• _DO THIS_
Copy every one of the records below word for word, leaving out the pictures.
═════ EXERCISE MATERIALS ═════
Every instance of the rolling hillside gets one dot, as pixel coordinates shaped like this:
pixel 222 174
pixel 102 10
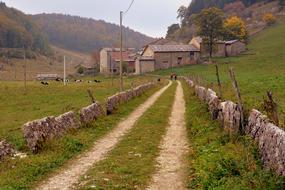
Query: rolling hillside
pixel 260 69
pixel 250 11
pixel 17 30
pixel 86 35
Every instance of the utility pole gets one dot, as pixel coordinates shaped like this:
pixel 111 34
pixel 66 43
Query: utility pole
pixel 64 74
pixel 25 70
pixel 121 51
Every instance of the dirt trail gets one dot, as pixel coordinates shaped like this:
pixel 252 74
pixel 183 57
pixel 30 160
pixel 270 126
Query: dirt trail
pixel 77 168
pixel 174 147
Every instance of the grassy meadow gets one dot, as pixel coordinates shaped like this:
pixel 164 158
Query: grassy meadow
pixel 259 69
pixel 132 162
pixel 18 106
pixel 25 173
pixel 220 161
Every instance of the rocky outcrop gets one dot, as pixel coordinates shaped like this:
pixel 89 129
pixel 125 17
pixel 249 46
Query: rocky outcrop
pixel 213 102
pixel 39 131
pixel 6 149
pixel 270 140
pixel 91 113
pixel 230 116
pixel 269 137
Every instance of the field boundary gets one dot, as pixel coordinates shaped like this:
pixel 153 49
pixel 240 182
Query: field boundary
pixel 269 137
pixel 67 178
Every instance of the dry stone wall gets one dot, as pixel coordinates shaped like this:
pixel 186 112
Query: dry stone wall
pixel 39 131
pixel 270 140
pixel 91 113
pixel 6 149
pixel 269 137
pixel 230 116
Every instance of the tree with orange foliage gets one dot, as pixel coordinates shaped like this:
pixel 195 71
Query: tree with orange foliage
pixel 269 19
pixel 235 28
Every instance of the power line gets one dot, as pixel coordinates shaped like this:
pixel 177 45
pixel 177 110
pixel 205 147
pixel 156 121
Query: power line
pixel 125 12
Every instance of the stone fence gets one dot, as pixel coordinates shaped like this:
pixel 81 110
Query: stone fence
pixel 269 137
pixel 37 132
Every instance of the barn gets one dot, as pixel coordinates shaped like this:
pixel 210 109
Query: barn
pixel 157 57
pixel 221 48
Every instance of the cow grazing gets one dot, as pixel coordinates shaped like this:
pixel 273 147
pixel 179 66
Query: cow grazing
pixel 44 83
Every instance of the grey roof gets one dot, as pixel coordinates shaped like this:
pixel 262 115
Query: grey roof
pixel 146 58
pixel 231 41
pixel 173 48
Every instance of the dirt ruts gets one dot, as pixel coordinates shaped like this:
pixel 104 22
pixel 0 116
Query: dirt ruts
pixel 171 172
pixel 66 178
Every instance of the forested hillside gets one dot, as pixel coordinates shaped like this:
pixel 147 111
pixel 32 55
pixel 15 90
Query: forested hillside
pixel 250 11
pixel 197 5
pixel 17 30
pixel 82 34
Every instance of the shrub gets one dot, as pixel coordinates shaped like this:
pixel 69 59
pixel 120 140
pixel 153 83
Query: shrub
pixel 269 19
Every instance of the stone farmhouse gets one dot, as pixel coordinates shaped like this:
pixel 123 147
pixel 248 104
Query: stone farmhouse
pixel 157 57
pixel 110 60
pixel 221 49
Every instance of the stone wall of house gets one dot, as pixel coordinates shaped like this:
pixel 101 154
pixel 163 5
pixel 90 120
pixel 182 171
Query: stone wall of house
pixel 168 60
pixel 269 137
pixel 6 149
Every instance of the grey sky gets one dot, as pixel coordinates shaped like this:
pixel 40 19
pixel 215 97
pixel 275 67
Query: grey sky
pixel 151 17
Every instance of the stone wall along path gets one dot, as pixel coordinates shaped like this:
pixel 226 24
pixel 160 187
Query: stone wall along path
pixel 171 172
pixel 68 177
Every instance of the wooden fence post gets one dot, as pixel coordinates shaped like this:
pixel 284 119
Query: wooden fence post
pixel 91 96
pixel 271 108
pixel 219 81
pixel 238 94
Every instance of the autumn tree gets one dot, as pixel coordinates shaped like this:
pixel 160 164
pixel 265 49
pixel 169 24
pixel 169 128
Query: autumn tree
pixel 172 29
pixel 269 19
pixel 235 28
pixel 210 27
pixel 182 13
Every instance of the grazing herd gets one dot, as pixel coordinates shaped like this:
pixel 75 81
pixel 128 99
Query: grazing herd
pixel 45 83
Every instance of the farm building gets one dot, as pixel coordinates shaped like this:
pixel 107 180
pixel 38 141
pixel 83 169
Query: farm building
pixel 110 60
pixel 156 57
pixel 47 76
pixel 221 48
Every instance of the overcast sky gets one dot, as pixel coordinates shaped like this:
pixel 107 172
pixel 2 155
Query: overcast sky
pixel 151 17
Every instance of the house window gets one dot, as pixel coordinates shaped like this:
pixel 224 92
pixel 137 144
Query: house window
pixel 179 60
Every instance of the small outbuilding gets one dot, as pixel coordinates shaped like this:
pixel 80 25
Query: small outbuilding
═════
• _EXPECTED OUTPUT_
Every instance of the rolling hillside gets one dot, as pixel coordinates shaped like this:
pixel 222 174
pixel 102 10
Query: rolling hillside
pixel 260 69
pixel 250 11
pixel 17 30
pixel 86 35
Every instance of the utility pole gets one dot, as pixel coordinates shaped like this:
pixel 111 34
pixel 66 43
Query: utility pole
pixel 64 74
pixel 25 70
pixel 121 51
Every instance of the dirt trail gets one dot, as pixel coordinates shaped like this:
pixel 252 74
pixel 183 57
pixel 30 160
pixel 270 126
Query: dirt trail
pixel 77 168
pixel 174 147
Every instance of the grassy meadow gets one dot, as pixel coordinates shaped like this:
pixel 164 158
Query: grassy meadow
pixel 259 69
pixel 132 162
pixel 18 106
pixel 25 173
pixel 220 161
Every instance of the rocky outcrop gets one dot, as pixel coordinates shaped like this:
pixel 89 129
pixel 125 17
pixel 249 46
Query: rocky outcrop
pixel 213 102
pixel 39 131
pixel 6 149
pixel 270 140
pixel 91 113
pixel 230 116
pixel 269 137
Every instance of the field boundary gets one dot, as pixel coordinates shaped like this:
pixel 153 49
pixel 240 182
Query: field boundary
pixel 269 137
pixel 67 178
Every instance of the dry stone wall gets one dot, as pixel coordinates shaped like this:
pixel 186 112
Query: dry stone wall
pixel 39 131
pixel 270 140
pixel 91 113
pixel 6 149
pixel 269 137
pixel 230 116
Every instance of the tree with orange foliage gets one dot, as pixel coordinates shaped like this:
pixel 195 71
Query: tree with orange foliage
pixel 269 19
pixel 235 28
Every instance of the power line gets one dot, as pixel coordinates shaped like this:
pixel 177 45
pixel 177 110
pixel 205 147
pixel 156 121
Query: power line
pixel 125 12
Every instance of the stone fence gets one dot, as pixel coordinates shaped like this:
pixel 81 110
Query: stone fence
pixel 269 137
pixel 37 132
Every instance of the barn gets one dot, as pixel coordinates shaped like this:
pixel 210 109
Query: barn
pixel 157 57
pixel 221 48
Every instance of the cow grazing gets one dot, as pixel coordinates shaped like this:
pixel 273 147
pixel 179 66
Query: cow grazing
pixel 44 83
Every instance of the grey roof gets one dot, as pixel coordinates shaped like this:
pixel 262 115
Query: grey roof
pixel 146 58
pixel 231 41
pixel 173 48
Every instance of the dirt ruts gets one dot, as pixel coordinates shaped like this:
pixel 104 22
pixel 0 116
Query: dirt ruts
pixel 171 172
pixel 66 178
Every instance of the forested hillside gets one dot, as pixel coordinates shaped like this:
pixel 147 111
pixel 32 55
pixel 15 90
Query: forested hillside
pixel 250 11
pixel 197 5
pixel 17 30
pixel 82 34
Every instance of the shrub gets one dot, as pixel coordinates shaped like this:
pixel 69 59
pixel 120 140
pixel 153 83
Query: shrub
pixel 269 19
Every instance of the stone farmhouse gets one dot, as pixel coordinates shaped like this:
pixel 123 147
pixel 248 104
Query: stone farmhouse
pixel 157 57
pixel 110 60
pixel 221 49
Every instance of the stone wall of house gets one dot, as pixel coordinates shaped like this:
pixel 101 154
pixel 163 5
pixel 90 120
pixel 182 171
Query: stone wall of house
pixel 168 60
pixel 269 137
pixel 6 149
Every instance of the grey sky gets one dot, as pixel coordinates shaped like this:
pixel 40 19
pixel 215 97
pixel 275 67
Query: grey sky
pixel 151 17
Every instance of the stone wall along path gets one dot, as pixel coordinates shaped like this:
pixel 226 24
pixel 160 187
Query: stone wall along path
pixel 171 172
pixel 68 177
Every instance of the wooden fence post gets one dot, as pixel coordinates shaped like this:
pixel 284 119
Query: wooden fence post
pixel 91 96
pixel 271 108
pixel 219 81
pixel 238 94
Every instance of the autumn tree gets one dot, as pixel coordinates shaped like this:
pixel 160 164
pixel 265 49
pixel 169 24
pixel 169 128
Query: autumn tree
pixel 172 29
pixel 269 19
pixel 235 28
pixel 210 27
pixel 182 13
Every instance of the grazing herd gets one dot, as pixel coordinates shaped like this:
pixel 75 81
pixel 128 99
Query: grazing herd
pixel 45 83
Every instance of the farm building gets one dot, as pixel coordinates shaped like this:
pixel 107 180
pixel 38 141
pixel 83 169
Query: farm building
pixel 110 60
pixel 156 57
pixel 47 76
pixel 221 48
Every instance of the overcast sky gets one dot, as pixel coordinates shaped like this:
pixel 107 172
pixel 2 155
Query: overcast sky
pixel 151 17
Every instance of the house window gets one dot, as pixel coordinates shaped like this:
pixel 224 92
pixel 137 144
Query: house window
pixel 179 60
Every instance of the small outbuilding gets one dot, as pixel coordinates shaped like this:
pixel 80 25
Query: small outbuilding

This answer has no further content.